Data items:
______

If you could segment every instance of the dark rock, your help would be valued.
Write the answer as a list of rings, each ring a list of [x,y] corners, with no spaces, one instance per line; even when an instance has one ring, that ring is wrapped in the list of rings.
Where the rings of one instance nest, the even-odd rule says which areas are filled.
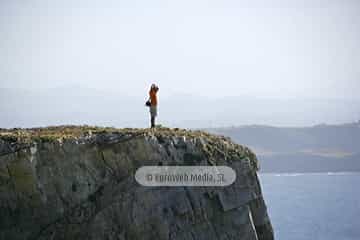
[[[248,148],[181,129],[85,130],[46,141],[0,135],[0,239],[274,238]],[[237,178],[143,187],[134,173],[146,165],[228,165]]]

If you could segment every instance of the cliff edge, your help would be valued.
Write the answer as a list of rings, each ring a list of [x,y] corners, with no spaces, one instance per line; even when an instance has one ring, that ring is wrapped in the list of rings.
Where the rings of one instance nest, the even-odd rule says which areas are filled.
[[[142,166],[226,165],[227,187],[144,187]],[[247,147],[201,131],[0,129],[0,239],[273,239]]]

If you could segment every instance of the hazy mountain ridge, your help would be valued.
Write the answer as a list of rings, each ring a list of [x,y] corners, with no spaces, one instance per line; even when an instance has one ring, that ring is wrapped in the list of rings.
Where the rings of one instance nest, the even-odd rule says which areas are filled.
[[[0,88],[0,127],[89,124],[148,126],[144,102],[148,89],[133,96],[126,88],[97,90],[81,86],[27,90]],[[159,91],[158,120],[169,127],[207,128],[238,124],[309,126],[360,119],[360,100],[286,99],[262,96],[210,98]]]
[[[360,171],[360,122],[208,130],[251,146],[259,156],[263,172]]]

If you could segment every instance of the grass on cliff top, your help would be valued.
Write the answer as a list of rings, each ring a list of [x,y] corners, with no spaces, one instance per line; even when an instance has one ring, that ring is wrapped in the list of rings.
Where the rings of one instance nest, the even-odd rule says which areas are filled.
[[[82,136],[89,136],[100,133],[122,133],[122,134],[144,134],[154,136],[186,136],[186,137],[215,137],[212,134],[198,131],[186,130],[179,128],[157,127],[150,128],[114,128],[114,127],[99,127],[88,125],[62,125],[49,126],[40,128],[12,128],[0,129],[0,139],[9,141],[26,141],[39,139],[42,141],[55,141],[64,138],[78,138]],[[218,136],[217,136],[218,137]]]

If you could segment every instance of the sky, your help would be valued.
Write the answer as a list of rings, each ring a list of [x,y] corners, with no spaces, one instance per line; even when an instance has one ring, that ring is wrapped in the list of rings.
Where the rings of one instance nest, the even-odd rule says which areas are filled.
[[[167,125],[358,121],[359,43],[357,0],[0,0],[0,127],[147,126],[151,83]]]
[[[357,98],[360,2],[0,1],[0,87]]]

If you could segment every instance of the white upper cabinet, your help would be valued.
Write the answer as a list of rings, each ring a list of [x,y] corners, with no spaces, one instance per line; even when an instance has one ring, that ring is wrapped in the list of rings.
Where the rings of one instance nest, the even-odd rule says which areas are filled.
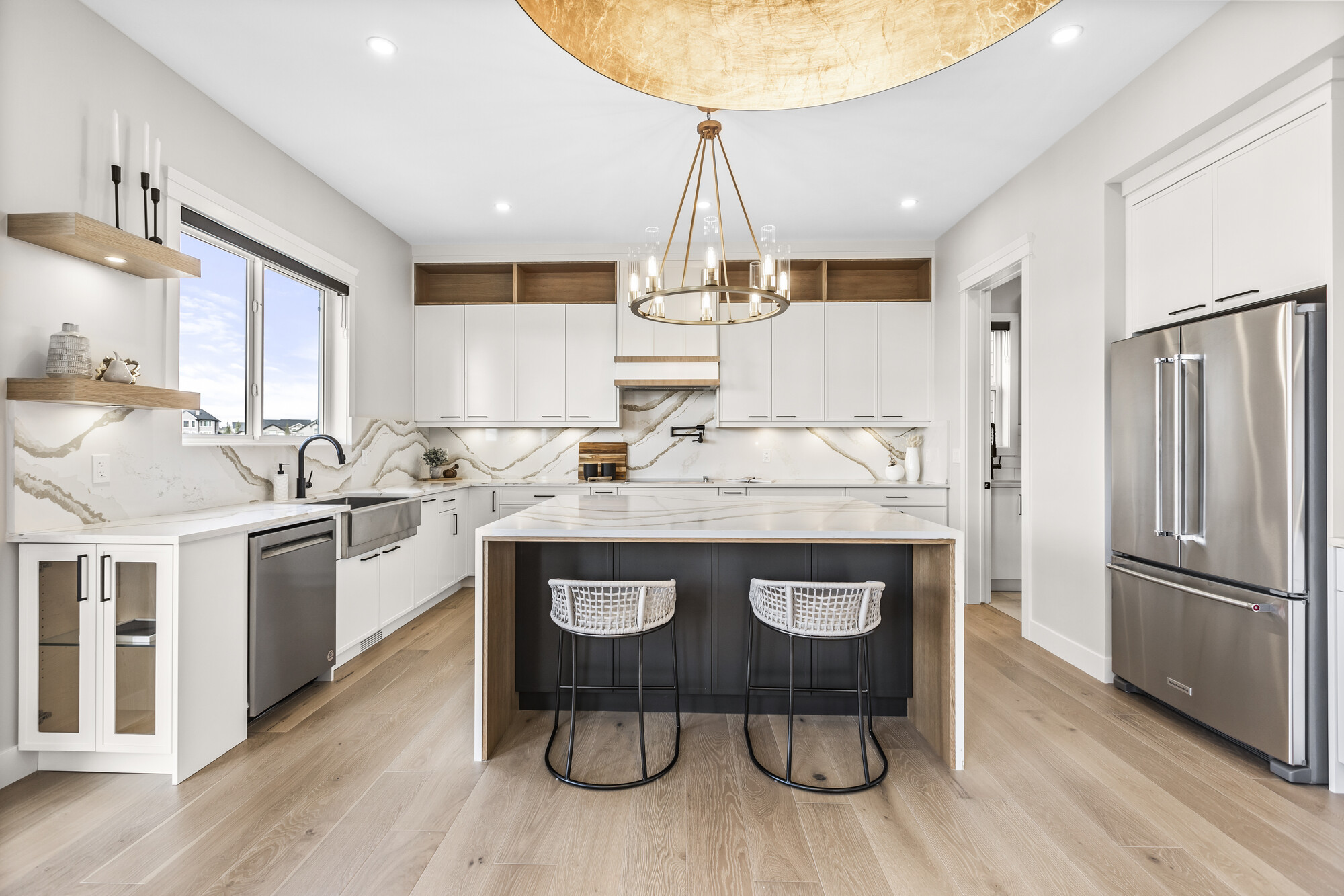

______

Do this:
Keep only the lines of the records above that contain the word "cliff" and copy each of them out. Case counts, so a line matches only if the letters have the same case.

Reply to the exercise:
If you could segment every instance of the cliff edge, your help would be valued.
If you could segment every instance of the grass on cliff top, your help would be valued.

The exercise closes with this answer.